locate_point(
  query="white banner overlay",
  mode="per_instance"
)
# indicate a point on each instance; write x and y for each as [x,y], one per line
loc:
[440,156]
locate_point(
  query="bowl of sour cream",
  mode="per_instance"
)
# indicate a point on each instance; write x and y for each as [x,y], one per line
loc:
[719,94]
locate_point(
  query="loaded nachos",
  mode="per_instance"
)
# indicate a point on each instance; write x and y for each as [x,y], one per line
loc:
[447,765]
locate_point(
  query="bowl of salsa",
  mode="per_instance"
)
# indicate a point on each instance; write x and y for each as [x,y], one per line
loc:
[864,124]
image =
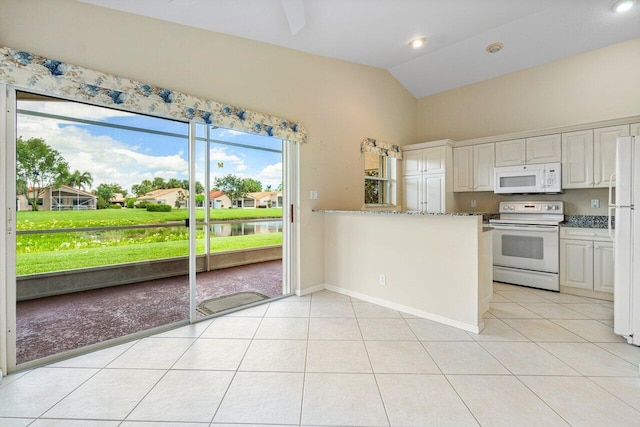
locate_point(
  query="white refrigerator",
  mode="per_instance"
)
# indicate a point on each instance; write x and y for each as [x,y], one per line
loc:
[627,239]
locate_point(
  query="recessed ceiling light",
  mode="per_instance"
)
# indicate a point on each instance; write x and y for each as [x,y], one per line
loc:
[622,5]
[416,43]
[495,47]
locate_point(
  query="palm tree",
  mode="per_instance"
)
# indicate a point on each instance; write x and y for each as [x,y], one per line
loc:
[79,180]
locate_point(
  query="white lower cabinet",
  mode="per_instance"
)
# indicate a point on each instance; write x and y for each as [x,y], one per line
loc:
[586,259]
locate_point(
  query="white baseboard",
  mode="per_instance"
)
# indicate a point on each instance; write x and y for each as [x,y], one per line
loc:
[312,289]
[484,304]
[405,309]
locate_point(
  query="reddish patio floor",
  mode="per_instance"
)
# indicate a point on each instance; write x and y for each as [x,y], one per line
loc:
[55,324]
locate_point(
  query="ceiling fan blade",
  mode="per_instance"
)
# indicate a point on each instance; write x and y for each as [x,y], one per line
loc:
[294,10]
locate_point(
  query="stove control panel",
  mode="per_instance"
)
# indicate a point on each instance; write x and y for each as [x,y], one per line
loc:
[532,207]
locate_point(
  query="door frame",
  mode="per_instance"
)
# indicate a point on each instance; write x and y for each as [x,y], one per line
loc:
[290,260]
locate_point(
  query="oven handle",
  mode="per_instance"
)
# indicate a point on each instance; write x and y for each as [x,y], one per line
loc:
[540,228]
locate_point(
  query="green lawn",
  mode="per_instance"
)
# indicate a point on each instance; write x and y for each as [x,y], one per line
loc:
[46,252]
[42,220]
[57,260]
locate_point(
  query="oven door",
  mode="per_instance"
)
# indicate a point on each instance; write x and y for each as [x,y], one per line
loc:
[519,179]
[530,247]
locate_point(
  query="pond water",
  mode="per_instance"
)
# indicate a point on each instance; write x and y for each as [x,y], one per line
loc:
[246,228]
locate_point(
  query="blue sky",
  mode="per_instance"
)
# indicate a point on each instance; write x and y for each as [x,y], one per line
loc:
[127,157]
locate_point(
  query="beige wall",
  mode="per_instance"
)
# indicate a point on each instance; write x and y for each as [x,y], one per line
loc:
[598,85]
[435,275]
[338,102]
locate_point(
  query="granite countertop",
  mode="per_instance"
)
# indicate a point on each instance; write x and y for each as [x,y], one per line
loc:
[580,221]
[587,221]
[384,212]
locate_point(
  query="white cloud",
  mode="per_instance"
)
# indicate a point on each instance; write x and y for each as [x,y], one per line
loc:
[73,109]
[271,175]
[219,155]
[108,160]
[227,133]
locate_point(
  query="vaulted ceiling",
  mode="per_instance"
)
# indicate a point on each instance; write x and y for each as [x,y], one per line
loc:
[377,32]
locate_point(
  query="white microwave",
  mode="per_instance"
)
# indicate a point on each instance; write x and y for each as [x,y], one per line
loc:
[528,179]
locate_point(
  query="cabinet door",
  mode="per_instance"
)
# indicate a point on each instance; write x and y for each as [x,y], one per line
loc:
[604,153]
[433,160]
[544,149]
[510,153]
[413,193]
[463,169]
[412,162]
[577,159]
[434,193]
[576,263]
[603,267]
[483,163]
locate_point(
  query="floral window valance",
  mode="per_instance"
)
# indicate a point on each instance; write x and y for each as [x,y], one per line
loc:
[370,145]
[56,78]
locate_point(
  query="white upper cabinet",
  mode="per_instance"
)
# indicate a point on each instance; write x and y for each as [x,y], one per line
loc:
[412,162]
[577,159]
[483,164]
[544,149]
[428,160]
[434,160]
[412,192]
[510,153]
[427,179]
[604,153]
[473,167]
[463,168]
[433,193]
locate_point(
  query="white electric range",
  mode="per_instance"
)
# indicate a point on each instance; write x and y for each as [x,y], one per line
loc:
[526,244]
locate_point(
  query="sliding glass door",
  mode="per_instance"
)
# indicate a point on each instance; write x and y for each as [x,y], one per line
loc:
[119,225]
[237,235]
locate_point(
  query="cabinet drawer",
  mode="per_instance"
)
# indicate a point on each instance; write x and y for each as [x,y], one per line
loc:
[598,234]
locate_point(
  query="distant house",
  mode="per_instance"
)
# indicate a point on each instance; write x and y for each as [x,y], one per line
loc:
[168,196]
[219,200]
[63,198]
[267,199]
[118,199]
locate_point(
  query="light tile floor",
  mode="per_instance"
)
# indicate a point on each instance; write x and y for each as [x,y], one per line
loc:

-------

Each line of the material must be retyped exactly, except that images are omitted.

Task output:
locate_point(
  query="white banner overlay",
  mode="per_instance"
)
# indicate a point on each instance; write x and y for each as [x,y], one per line
loc:
[440,156]
locate_point(
  query="bowl of sour cream",
  mode="per_instance"
)
# indicate a point on each instance; write x and y for each as [x,y], one per line
loc:
[719,94]
locate_point(
  query="loaded nachos",
  mode="per_instance"
)
# indicate a point on each instance; write x and y for each as [x,y], one per line
loc:
[447,765]
locate_point(
  query="bowl of salsa",
  mode="per_instance"
)
# indicate a point on each instance; write x and y for each as [x,y], one per line
loc:
[864,124]
image =
locate_point(
  query="white refrigerator",
  mode="per_instance"
)
# indicate a point on each instance; write x and y for each as [x,y], one per line
loc:
[627,239]
locate_point(
  query="recessed ceiling light",
  mode="per_instance"
)
# indicate a point on each instance; write x and y for each as [x,y], one per line
loc:
[622,5]
[416,43]
[495,47]
locate_point(
  query="palm tree",
  mode="per_instance"
)
# indicate a point on each instance; write x and y for each as [x,y], one per line
loc:
[79,180]
locate_point(
  query="white lower cabinet",
  mode="per_instance"
)
# indicate a point on each instance; write x and y for each as [x,y], one per line
loc:
[586,259]
locate_point(
  query="white baseboard",
  mode="per_instance"
)
# indicate a point on each instance; write x and y for each as [x,y], one per line
loc:
[312,289]
[484,304]
[405,309]
locate_point(
  query="reddish patio floor",
  mode="per_instance"
)
# indicate a point on each instance; write x and y for each as [x,y], one per line
loc:
[55,324]
locate_point(
  query="ceiling fan blade",
  mode="per_instance"
)
# indicate a point on each instance; write x and y for each as [x,y], one per line
loc:
[294,10]
locate_point(
  query="stove control panel",
  mode="per_instance"
)
# indicate a point on each instance; write x and y for each as [x,y], one per line
loc:
[532,207]
locate_point(
  query="door frame",
  mode="per_instance"
)
# indicate a point on each instance; write x and y for each as [x,y], one per line
loc:
[290,260]
locate_point(
  query="oven handle",
  mode="per_instance"
)
# indicate a point on each instance; write x and y for each as [x,y], one per line
loc:
[540,228]
locate_point(
  query="green lawn",
  mode="per_instance"
)
# indicate a point on each instance; write x and y for each as [x,y], one per line
loc:
[46,252]
[42,220]
[57,260]
locate_point(
  query="oven door",
  mode="per_instance"
)
# indicate a point on each instance; write x and y for each as [x,y], one per line
loc:
[519,179]
[530,247]
locate_point(
  query="pond water",
  mode="per_instance"
)
# indicate a point on each instance; write x and y for each as [x,y], one per line
loc:
[246,228]
locate_point(
  query="blue sky",
  mode="per_instance"
)
# indicate a point on each instance; write x and y for each as [x,y], one per line
loc:
[127,157]
locate_point(
  query="beige wall",
  mode="per_instance"
)
# indicate a point on each instance; write x and y for each as [x,y], one per line
loc:
[598,85]
[435,275]
[338,102]
locate_point(
  query="granite countertop",
  mode="per_instance"
)
# indicate a point on each instance; write x and y for each as [x,y], one per line
loc:
[580,221]
[587,221]
[384,212]
locate_point(
  query="white cloud",
  mode="per_instance"
)
# indicate a point on each instance; write x and y for each as [x,y], one per line
loc:
[73,109]
[271,175]
[219,155]
[108,160]
[227,133]
locate_point(
  query="vaulted ceiling",
  mode="per_instance"
)
# indicate a point on each instance; write x and y for each as [x,y], one per line
loc:
[377,32]
locate_point(
  query="white microwave",
  mode="per_instance"
)
# indicate a point on each instance; write x and y for each as [x,y], one per line
loc:
[528,179]
locate_point(
  query="cabinet door",
  mode="per_instance"
)
# indicate a point on each instance; write x and y for each as [x,y], one per line
loc:
[604,153]
[433,160]
[544,149]
[510,153]
[413,193]
[463,169]
[412,162]
[577,159]
[434,193]
[576,263]
[603,267]
[483,163]
locate_point(
  query="floral window valance",
  mode="per_instance"
)
# indicate a point on each instance; write x and y for each as [x,y], one per line
loc:
[370,145]
[56,78]
locate_point(
  query="white upper cabinet",
  mode="per_instance"
)
# indicate a point on each instance; write x and y for each as [x,y], one per line
loc:
[412,162]
[577,159]
[483,164]
[544,149]
[428,160]
[434,160]
[412,192]
[510,153]
[427,179]
[604,153]
[473,167]
[463,168]
[433,193]
locate_point(
  query="white electric range",
  mode="per_instance"
)
# indicate a point on each instance; write x and y for each as [x,y], one per line
loc:
[526,244]
locate_point(
  query="sliding glass door",
  mode="per_instance"
)
# indicate a point on each instance; write x and y for each as [x,y], one per line
loc:
[119,225]
[237,235]
locate_point(
  query="cabinet drawer",
  mode="per_instance"
)
# indicate a point on each instance; write x and y for each as [x,y], one per line
loc:
[598,234]
locate_point(
  query="distant house",
  mode="per_instance"
)
# indicate a point on each instance; write x and y for each as [x,y], one per line
loc:
[168,196]
[219,200]
[63,198]
[267,199]
[118,199]
locate_point(
  query="light tile floor",
  mode="per_instance"
)
# indicate a point on each instance; write x and y for each as [x,y], one per line
loc:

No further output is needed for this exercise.